- _PARTS OF THE EXERCISE_:
#1 From the text on the 1921 West Tennessee State Normal football team, write out the passage starting at "The 1921 West" and ending at "a 4–5–1 record.".
#2 According to the text on the 1921 West Tennessee State Normal football team, who was the team's captain?
#3 List every field label in the bulleted summary at the top of the text on the 1921 West Tennessee State Normal football team.

- Conference: Independent
- Record: 4–5–1
- Head coach: Rollin Wilson (1st season);
- Captain: Griff Dodds
- Home stadium: Hodges Field

= 1921 West Tennessee State Normal football team =

American college football season

The 1921 West Tennessee State Normal football team was an American football team that represented West Tennessee State Normal School (now known as the University of Memphis) as an independent during the 1921 college football season. In their first season under head coach Rollin Wilson, West Tennessee State Normal compiled a 4–5–1 record.

- _RECORDS SHOWN_:
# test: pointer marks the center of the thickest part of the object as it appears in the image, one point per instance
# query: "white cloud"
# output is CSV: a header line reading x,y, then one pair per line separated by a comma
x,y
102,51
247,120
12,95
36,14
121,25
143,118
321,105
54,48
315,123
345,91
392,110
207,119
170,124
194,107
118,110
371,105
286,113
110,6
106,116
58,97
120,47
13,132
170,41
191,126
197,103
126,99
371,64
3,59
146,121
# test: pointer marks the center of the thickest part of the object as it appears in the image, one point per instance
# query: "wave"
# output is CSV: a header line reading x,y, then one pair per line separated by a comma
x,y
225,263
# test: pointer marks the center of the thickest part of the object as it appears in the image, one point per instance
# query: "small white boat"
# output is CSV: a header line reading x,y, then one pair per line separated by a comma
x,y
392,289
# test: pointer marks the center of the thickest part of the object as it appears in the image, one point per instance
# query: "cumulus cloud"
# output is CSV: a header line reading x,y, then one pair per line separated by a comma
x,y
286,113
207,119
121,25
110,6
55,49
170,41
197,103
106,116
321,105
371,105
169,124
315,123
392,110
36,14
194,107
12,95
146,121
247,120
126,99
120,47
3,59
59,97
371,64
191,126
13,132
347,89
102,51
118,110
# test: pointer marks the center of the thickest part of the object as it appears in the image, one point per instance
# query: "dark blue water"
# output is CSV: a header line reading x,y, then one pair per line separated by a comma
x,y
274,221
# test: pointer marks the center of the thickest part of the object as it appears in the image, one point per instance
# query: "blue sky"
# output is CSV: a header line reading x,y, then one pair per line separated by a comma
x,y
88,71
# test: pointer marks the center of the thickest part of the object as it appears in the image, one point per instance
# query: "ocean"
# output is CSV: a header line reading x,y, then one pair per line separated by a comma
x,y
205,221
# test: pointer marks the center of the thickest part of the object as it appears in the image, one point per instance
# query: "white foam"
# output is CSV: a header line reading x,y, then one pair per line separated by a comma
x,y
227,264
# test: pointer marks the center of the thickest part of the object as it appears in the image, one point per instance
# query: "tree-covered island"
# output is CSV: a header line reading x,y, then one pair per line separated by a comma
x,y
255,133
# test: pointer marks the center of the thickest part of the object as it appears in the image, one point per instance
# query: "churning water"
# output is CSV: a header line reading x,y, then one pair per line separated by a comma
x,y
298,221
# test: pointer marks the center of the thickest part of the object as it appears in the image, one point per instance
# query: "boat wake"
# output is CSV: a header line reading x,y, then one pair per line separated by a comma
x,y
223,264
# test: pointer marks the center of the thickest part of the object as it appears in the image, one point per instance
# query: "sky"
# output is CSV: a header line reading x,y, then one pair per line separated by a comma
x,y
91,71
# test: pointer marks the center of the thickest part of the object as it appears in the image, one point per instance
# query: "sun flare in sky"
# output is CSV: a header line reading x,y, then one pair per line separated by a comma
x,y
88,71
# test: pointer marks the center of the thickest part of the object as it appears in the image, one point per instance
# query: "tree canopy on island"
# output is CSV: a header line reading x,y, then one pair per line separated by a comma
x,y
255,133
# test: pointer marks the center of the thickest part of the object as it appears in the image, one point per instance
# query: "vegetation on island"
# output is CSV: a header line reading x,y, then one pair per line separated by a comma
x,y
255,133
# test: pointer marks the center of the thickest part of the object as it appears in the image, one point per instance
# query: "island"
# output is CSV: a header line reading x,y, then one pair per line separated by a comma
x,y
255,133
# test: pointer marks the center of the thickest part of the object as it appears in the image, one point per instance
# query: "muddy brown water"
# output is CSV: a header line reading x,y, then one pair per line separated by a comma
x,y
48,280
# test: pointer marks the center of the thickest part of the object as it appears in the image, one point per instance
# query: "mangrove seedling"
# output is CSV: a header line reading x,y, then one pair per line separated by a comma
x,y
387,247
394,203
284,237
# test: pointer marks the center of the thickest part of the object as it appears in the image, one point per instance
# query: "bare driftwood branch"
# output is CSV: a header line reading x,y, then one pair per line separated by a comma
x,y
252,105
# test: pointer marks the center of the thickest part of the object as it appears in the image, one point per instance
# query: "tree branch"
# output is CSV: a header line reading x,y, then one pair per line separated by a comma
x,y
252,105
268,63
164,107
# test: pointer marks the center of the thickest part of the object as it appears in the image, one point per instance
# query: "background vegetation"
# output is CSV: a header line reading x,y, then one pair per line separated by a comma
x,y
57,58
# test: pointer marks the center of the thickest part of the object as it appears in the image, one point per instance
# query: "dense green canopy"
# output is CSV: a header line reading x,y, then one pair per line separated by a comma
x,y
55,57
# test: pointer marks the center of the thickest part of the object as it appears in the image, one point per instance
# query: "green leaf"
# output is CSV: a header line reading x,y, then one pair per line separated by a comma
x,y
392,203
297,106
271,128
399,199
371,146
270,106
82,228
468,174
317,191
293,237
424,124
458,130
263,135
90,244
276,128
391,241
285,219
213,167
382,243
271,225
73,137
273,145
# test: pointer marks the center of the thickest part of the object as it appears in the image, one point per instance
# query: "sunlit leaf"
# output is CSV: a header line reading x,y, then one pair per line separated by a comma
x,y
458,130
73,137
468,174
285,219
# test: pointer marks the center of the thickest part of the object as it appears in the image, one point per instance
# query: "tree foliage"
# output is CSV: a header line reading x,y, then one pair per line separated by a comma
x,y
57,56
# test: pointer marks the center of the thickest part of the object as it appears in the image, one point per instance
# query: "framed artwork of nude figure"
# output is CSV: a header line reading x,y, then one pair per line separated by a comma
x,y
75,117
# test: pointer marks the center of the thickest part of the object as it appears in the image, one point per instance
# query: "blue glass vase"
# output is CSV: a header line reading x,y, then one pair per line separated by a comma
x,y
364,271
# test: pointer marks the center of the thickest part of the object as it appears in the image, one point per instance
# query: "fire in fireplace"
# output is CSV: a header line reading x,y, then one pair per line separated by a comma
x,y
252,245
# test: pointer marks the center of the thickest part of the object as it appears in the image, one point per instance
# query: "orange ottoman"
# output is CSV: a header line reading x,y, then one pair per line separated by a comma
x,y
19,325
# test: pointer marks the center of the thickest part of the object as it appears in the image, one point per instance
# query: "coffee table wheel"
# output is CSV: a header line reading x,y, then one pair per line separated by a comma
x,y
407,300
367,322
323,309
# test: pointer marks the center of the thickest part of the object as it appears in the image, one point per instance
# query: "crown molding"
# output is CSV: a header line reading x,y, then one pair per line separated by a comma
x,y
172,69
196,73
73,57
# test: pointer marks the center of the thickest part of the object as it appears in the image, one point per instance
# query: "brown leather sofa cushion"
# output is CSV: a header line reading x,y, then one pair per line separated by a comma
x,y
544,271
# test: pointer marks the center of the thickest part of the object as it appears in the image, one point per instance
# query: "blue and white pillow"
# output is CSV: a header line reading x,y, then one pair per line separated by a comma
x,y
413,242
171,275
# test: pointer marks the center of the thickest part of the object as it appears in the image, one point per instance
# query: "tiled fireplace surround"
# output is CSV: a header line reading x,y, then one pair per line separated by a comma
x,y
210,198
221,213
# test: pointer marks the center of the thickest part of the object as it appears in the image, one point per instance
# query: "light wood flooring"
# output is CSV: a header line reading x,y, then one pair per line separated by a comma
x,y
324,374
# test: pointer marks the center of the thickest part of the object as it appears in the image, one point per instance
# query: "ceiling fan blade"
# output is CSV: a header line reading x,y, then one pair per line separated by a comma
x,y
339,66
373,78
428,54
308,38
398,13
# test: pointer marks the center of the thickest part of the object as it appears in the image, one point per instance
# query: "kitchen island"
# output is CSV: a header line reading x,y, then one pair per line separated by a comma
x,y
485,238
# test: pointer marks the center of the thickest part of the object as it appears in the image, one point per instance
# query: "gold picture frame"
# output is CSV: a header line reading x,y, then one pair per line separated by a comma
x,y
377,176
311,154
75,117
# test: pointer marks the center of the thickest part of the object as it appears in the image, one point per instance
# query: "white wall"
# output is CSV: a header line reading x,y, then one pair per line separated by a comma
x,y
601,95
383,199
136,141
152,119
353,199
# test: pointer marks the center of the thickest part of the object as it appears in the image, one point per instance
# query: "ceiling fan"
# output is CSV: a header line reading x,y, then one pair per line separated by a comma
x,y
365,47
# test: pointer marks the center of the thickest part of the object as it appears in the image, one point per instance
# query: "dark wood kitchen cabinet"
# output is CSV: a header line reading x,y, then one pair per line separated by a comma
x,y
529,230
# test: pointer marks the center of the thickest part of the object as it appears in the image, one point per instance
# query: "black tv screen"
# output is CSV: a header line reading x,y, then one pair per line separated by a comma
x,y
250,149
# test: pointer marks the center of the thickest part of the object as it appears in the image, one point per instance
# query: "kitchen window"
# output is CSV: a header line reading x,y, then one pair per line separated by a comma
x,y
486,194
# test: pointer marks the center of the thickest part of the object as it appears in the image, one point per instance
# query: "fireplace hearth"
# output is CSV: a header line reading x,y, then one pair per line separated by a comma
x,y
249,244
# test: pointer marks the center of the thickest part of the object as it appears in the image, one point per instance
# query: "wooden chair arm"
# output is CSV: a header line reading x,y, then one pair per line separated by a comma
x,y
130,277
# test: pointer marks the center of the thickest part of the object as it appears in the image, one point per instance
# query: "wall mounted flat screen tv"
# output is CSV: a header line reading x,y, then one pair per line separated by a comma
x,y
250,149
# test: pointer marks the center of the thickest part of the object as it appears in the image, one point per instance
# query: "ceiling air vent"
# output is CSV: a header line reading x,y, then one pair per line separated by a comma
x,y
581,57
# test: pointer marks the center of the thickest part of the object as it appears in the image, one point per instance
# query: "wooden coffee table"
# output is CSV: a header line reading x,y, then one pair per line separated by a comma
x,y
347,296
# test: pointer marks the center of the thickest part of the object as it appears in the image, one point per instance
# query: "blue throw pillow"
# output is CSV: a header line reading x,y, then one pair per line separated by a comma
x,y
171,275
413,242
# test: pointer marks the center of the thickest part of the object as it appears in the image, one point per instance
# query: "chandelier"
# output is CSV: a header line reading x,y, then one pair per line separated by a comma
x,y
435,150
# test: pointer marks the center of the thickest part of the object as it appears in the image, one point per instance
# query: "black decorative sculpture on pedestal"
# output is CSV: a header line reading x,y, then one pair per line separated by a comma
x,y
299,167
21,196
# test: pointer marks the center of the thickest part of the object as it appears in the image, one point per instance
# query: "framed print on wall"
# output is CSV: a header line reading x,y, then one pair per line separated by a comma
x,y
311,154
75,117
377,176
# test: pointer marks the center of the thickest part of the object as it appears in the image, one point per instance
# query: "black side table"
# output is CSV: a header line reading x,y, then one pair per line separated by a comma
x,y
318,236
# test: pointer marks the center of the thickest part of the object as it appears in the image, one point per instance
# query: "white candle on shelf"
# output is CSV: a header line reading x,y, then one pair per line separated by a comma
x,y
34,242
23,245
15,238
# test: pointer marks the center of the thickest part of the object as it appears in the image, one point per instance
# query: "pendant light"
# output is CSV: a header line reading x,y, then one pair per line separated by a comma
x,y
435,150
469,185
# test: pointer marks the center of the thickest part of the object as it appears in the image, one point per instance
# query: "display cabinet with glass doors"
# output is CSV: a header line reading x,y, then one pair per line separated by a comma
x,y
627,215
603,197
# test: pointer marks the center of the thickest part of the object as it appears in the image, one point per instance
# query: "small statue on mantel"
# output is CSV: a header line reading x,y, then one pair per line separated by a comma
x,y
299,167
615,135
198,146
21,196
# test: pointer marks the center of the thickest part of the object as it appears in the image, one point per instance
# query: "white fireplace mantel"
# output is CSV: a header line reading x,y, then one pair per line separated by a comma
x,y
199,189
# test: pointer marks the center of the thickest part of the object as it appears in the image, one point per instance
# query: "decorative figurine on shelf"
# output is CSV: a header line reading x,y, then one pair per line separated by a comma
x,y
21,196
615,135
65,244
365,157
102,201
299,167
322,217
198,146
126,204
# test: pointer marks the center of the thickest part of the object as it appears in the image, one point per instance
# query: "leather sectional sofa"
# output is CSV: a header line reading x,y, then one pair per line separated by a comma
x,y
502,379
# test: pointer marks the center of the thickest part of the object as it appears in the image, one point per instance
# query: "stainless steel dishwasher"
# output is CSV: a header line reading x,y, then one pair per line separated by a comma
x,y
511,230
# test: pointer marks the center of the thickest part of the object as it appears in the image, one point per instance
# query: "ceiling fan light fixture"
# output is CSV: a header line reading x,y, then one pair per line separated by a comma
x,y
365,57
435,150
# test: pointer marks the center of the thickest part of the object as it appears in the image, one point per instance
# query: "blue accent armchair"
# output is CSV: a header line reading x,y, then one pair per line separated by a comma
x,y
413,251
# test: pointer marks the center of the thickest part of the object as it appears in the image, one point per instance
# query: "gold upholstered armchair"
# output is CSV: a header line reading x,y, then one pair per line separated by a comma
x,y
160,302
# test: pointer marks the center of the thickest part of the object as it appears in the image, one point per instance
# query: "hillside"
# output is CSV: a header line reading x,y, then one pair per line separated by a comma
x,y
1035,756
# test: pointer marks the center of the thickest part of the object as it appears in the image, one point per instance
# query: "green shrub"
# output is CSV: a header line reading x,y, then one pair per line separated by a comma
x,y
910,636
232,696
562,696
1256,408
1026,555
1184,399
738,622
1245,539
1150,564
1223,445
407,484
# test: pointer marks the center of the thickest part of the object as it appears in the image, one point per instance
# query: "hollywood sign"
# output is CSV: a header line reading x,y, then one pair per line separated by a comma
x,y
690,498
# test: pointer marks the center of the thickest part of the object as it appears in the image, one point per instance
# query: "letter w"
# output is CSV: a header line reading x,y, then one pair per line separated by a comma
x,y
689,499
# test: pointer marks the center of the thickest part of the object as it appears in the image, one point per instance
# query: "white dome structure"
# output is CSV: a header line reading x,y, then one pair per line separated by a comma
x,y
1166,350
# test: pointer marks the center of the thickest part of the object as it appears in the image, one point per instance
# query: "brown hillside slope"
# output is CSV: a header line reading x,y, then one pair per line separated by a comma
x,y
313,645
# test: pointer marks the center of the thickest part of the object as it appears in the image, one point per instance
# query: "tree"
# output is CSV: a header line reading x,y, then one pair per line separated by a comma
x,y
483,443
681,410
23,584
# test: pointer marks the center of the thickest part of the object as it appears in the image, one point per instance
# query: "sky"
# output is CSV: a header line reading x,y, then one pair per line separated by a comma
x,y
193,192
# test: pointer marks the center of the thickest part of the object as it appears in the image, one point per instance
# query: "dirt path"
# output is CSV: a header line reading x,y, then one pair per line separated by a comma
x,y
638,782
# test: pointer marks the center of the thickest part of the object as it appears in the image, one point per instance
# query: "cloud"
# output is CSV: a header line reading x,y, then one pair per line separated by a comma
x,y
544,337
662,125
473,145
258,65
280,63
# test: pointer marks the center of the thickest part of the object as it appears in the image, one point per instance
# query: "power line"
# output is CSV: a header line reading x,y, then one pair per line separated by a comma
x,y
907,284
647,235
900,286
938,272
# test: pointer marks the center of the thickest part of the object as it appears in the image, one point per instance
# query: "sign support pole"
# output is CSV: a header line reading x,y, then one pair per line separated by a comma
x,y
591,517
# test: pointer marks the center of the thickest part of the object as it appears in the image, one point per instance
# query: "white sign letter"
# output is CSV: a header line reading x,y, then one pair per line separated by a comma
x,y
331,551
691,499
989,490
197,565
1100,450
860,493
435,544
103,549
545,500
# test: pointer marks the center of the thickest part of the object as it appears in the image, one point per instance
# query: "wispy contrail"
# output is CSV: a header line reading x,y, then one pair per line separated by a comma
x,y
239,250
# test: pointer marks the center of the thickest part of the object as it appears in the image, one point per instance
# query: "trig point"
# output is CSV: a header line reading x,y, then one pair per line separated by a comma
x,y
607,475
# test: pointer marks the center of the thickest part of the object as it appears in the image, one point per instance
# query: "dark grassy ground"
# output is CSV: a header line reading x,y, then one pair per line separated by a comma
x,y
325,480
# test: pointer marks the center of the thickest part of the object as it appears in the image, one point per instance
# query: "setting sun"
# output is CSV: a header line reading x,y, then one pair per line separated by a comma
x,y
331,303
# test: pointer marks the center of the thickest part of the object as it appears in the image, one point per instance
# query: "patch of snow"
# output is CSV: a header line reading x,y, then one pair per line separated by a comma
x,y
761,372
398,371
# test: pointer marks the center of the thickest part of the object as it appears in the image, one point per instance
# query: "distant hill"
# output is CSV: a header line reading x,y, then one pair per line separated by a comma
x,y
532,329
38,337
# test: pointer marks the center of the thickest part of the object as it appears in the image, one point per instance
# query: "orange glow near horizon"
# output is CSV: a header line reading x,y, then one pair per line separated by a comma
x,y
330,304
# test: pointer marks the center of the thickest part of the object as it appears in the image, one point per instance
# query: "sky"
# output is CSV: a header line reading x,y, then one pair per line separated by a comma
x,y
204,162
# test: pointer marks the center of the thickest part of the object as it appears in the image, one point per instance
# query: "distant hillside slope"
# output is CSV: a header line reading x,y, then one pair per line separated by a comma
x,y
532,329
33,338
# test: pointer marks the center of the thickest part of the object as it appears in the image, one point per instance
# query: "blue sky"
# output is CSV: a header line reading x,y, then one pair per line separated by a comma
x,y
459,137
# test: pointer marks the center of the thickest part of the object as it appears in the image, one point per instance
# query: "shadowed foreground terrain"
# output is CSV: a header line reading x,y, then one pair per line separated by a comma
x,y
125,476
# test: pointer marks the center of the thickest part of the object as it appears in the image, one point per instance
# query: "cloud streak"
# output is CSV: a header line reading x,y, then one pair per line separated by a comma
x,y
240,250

- _FINAL RESULTS_:
#1
The 1921 West Tennessee State Normal football team was an American football team that represented West Tennessee State Normal School (now known as the University of Memphis) as an independent during the 1921 college football season. In their first season under head coach Rollin Wilson, West Tennessee State Normal compiled a 4–5–1 record.

#2 Griff Dodds

#3
Conference
Record
Head coach
Captain
Home stadium